◆ **Exercise details**
Only an exact, line-for-line copy of the data will serve as the answer.

Input data Start Marker

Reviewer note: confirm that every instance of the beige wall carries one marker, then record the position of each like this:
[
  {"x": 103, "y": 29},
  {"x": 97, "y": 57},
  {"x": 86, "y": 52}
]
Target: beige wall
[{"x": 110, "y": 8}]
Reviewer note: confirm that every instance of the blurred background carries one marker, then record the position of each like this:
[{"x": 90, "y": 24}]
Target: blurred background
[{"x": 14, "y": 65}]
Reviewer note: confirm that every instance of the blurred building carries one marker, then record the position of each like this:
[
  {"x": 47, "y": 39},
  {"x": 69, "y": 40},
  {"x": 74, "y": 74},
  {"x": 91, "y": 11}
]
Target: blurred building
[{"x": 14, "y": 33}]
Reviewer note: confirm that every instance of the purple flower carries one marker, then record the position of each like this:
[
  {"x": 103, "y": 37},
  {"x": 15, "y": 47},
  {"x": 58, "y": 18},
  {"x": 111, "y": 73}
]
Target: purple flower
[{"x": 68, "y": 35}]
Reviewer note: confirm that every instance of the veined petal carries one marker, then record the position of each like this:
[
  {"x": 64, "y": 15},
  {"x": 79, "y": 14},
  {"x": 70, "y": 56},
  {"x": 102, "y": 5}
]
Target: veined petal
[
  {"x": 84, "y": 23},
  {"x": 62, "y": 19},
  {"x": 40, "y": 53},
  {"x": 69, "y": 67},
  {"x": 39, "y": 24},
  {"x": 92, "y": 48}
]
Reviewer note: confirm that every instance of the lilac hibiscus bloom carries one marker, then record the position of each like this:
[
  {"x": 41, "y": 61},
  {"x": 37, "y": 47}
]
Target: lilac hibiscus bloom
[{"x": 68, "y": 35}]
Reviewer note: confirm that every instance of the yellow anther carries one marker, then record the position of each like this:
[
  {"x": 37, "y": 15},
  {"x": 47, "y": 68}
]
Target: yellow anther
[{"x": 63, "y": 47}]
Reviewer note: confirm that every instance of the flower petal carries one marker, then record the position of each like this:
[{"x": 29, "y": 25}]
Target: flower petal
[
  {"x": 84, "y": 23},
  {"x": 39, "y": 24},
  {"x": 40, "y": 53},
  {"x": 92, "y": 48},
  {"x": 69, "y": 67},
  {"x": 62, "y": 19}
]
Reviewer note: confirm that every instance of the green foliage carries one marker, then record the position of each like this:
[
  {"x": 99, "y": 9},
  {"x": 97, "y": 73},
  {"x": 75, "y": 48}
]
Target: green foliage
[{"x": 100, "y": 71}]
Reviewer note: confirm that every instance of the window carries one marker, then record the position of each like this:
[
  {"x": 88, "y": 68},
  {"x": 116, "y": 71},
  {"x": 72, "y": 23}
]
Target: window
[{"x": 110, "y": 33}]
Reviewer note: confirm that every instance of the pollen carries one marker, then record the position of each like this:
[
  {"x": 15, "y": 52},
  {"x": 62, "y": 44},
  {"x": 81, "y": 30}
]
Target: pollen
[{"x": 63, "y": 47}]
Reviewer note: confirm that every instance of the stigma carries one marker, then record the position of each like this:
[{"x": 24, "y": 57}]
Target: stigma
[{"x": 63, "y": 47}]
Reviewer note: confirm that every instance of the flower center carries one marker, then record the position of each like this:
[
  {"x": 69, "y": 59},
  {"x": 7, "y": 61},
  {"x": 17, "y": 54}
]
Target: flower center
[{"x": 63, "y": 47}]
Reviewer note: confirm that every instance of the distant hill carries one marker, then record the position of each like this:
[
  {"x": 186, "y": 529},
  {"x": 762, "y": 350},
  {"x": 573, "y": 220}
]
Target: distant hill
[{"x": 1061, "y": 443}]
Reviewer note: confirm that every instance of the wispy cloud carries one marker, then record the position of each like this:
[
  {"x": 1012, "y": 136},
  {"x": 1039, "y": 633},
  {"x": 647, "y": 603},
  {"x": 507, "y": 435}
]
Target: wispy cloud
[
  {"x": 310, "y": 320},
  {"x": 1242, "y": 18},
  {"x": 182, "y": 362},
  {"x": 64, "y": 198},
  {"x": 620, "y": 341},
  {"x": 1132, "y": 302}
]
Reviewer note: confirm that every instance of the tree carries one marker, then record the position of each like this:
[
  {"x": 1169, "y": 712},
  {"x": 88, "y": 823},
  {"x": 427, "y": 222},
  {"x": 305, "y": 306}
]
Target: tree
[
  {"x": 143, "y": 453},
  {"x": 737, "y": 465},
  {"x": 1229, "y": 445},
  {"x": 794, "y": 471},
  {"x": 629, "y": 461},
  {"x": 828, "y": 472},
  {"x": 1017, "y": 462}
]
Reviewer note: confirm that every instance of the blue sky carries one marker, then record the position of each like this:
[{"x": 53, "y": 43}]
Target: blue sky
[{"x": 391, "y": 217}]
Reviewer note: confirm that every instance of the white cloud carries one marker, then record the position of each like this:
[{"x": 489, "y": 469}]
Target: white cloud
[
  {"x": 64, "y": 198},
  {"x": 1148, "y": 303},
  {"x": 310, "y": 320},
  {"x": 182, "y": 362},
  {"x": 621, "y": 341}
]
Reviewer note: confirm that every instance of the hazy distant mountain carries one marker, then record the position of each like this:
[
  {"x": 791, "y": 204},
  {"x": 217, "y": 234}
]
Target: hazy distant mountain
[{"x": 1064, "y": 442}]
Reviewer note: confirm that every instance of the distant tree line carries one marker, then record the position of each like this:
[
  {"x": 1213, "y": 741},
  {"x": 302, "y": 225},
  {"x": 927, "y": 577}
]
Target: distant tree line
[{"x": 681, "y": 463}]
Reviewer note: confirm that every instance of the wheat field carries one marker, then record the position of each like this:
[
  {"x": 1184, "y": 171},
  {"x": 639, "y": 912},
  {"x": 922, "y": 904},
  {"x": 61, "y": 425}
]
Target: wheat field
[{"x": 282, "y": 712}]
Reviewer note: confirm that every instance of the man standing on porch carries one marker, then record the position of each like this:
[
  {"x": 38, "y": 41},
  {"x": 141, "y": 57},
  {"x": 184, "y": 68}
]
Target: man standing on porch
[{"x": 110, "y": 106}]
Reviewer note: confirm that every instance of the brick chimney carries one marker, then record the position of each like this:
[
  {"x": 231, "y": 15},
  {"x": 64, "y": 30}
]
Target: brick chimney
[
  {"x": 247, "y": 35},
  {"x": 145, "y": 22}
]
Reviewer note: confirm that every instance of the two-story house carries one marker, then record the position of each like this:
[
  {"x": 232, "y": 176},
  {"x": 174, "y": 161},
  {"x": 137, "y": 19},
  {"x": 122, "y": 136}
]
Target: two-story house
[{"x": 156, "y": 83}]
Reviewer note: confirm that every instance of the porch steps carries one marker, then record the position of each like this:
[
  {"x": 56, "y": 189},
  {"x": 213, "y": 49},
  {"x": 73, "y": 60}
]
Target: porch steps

Input data End Marker

◆ **Exercise answer**
Reviewer note: confirm that every instance of the beige wall carries one marker, then record the position of each like this:
[
  {"x": 103, "y": 29},
  {"x": 97, "y": 57},
  {"x": 86, "y": 52}
]
Target: beige wall
[{"x": 110, "y": 8}]
Reviewer note: confirm that every instance of the blurred background carries one marker, then record the position of each like this:
[{"x": 90, "y": 24}]
Target: blurred background
[{"x": 14, "y": 65}]
Reviewer note: confirm that every instance of the blurred building carries one marker, then record the position of each like this:
[
  {"x": 47, "y": 39},
  {"x": 69, "y": 40},
  {"x": 74, "y": 74},
  {"x": 91, "y": 11}
]
Target: blurred building
[{"x": 14, "y": 33}]
Reviewer note: confirm that every instance of the purple flower carries one marker, then record the position of each like this:
[
  {"x": 103, "y": 37},
  {"x": 15, "y": 47},
  {"x": 58, "y": 18},
  {"x": 111, "y": 73}
]
Target: purple flower
[{"x": 68, "y": 35}]
Reviewer note: confirm that every instance of the veined petal carries one marker, then record the position of each like this:
[
  {"x": 64, "y": 15},
  {"x": 79, "y": 14},
  {"x": 70, "y": 56},
  {"x": 102, "y": 5}
]
Target: veined petal
[
  {"x": 84, "y": 23},
  {"x": 62, "y": 19},
  {"x": 40, "y": 53},
  {"x": 69, "y": 67},
  {"x": 39, "y": 24},
  {"x": 92, "y": 48}
]
Reviewer note: confirm that every instance of the lilac hibiscus bloom carries one marker, then record the position of each like this:
[
  {"x": 41, "y": 61},
  {"x": 37, "y": 47}
]
Target: lilac hibiscus bloom
[{"x": 68, "y": 35}]
Reviewer note: confirm that every instance of the yellow anther carries one marker, then record the position of each like this:
[
  {"x": 37, "y": 15},
  {"x": 47, "y": 68}
]
Target: yellow anther
[{"x": 63, "y": 47}]
Reviewer note: confirm that every instance of the flower petal carries one marker, then record the position of each like this:
[{"x": 29, "y": 25}]
Target: flower petal
[
  {"x": 84, "y": 23},
  {"x": 39, "y": 24},
  {"x": 40, "y": 53},
  {"x": 92, "y": 48},
  {"x": 69, "y": 67},
  {"x": 62, "y": 19}
]
Reviewer note: confirm that every instance of the green foliage carries one marker, then record the position of each like this:
[
  {"x": 99, "y": 9},
  {"x": 97, "y": 73},
  {"x": 75, "y": 48}
]
Target: green foliage
[{"x": 100, "y": 71}]
Reviewer note: confirm that every instance of the window carries one marker, then record the position of each like this:
[
  {"x": 88, "y": 68},
  {"x": 116, "y": 71},
  {"x": 72, "y": 23}
]
Target: window
[{"x": 110, "y": 33}]
Reviewer note: confirm that every instance of the pollen carries one marker, then record the position of each like this:
[
  {"x": 15, "y": 52},
  {"x": 62, "y": 44},
  {"x": 81, "y": 30}
]
Target: pollen
[{"x": 63, "y": 47}]
Reviewer note: confirm that every instance of the stigma carries one marker, then record the position of each like this:
[{"x": 24, "y": 57}]
Target: stigma
[{"x": 63, "y": 47}]
Reviewer note: confirm that every instance of the flower center carries one marker, then record the position of each like this:
[
  {"x": 69, "y": 59},
  {"x": 7, "y": 61},
  {"x": 17, "y": 54}
]
Target: flower center
[{"x": 63, "y": 47}]
Reviewer note: confirm that every instance of the distant hill carries one marker, then record the position of each like this:
[
  {"x": 186, "y": 529},
  {"x": 762, "y": 350},
  {"x": 573, "y": 220}
]
Target: distant hill
[{"x": 1061, "y": 443}]
Reviewer note: confirm that every instance of the wispy cloud carries one marker, then record the position of each like this:
[
  {"x": 1012, "y": 136},
  {"x": 1039, "y": 633},
  {"x": 647, "y": 603},
  {"x": 507, "y": 435}
]
Target: wispy cloud
[
  {"x": 310, "y": 320},
  {"x": 1242, "y": 18},
  {"x": 182, "y": 362},
  {"x": 64, "y": 198},
  {"x": 620, "y": 341},
  {"x": 1132, "y": 302}
]
Reviewer note: confirm that every instance of the tree carries one marker, then record the position of each like this:
[
  {"x": 1169, "y": 712},
  {"x": 88, "y": 823},
  {"x": 427, "y": 222},
  {"x": 305, "y": 306}
]
Target: tree
[
  {"x": 143, "y": 453},
  {"x": 737, "y": 465},
  {"x": 1229, "y": 445},
  {"x": 794, "y": 471},
  {"x": 629, "y": 461},
  {"x": 828, "y": 472},
  {"x": 1017, "y": 462}
]
Reviewer note: confirm that every instance of the blue sky carries one marker, then record the position of each like this:
[{"x": 53, "y": 43}]
Target: blue sky
[{"x": 391, "y": 217}]
Reviewer note: confirm that every instance of the white cloud carries one marker, then record the position of each like this:
[{"x": 489, "y": 469}]
Target: white cloud
[
  {"x": 64, "y": 198},
  {"x": 1148, "y": 303},
  {"x": 310, "y": 320},
  {"x": 182, "y": 362},
  {"x": 621, "y": 341}
]
Reviewer note: confirm that every instance of the hazy distant mountain carries one marker, then record the position of each like this:
[
  {"x": 791, "y": 204},
  {"x": 217, "y": 234}
]
Target: hazy distant mountain
[{"x": 1064, "y": 442}]
Reviewer note: confirm that every instance of the distant tree line carries one marker, then record the position of each like this:
[
  {"x": 1213, "y": 741},
  {"x": 302, "y": 225},
  {"x": 927, "y": 577}
]
Target: distant tree line
[{"x": 681, "y": 463}]
Reviewer note: confirm that every instance of the wheat field carries one marker, then record the position of each like this:
[
  {"x": 1184, "y": 171},
  {"x": 639, "y": 912},
  {"x": 922, "y": 904},
  {"x": 61, "y": 425}
]
Target: wheat field
[{"x": 282, "y": 712}]
Reviewer note: confirm that every instance of the man standing on porch carries one marker, then record the position of each like this:
[
  {"x": 38, "y": 41},
  {"x": 141, "y": 57},
  {"x": 184, "y": 68}
]
Target: man standing on porch
[{"x": 110, "y": 106}]
Reviewer note: confirm that every instance of the brick chimney carries one marker, then record the position of each like this:
[
  {"x": 231, "y": 15},
  {"x": 64, "y": 30}
]
Target: brick chimney
[
  {"x": 247, "y": 35},
  {"x": 145, "y": 22}
]
Reviewer note: confirm that every instance of the two-story house carries one marker, then record the position of each like this:
[
  {"x": 232, "y": 176},
  {"x": 174, "y": 161},
  {"x": 137, "y": 19},
  {"x": 122, "y": 136}
]
Target: two-story house
[{"x": 156, "y": 83}]
Reviewer note: confirm that every instance of the porch steps carries one marker, then record the position of each like this:
[
  {"x": 56, "y": 189},
  {"x": 213, "y": 49},
  {"x": 73, "y": 60}
]
Target: porch steps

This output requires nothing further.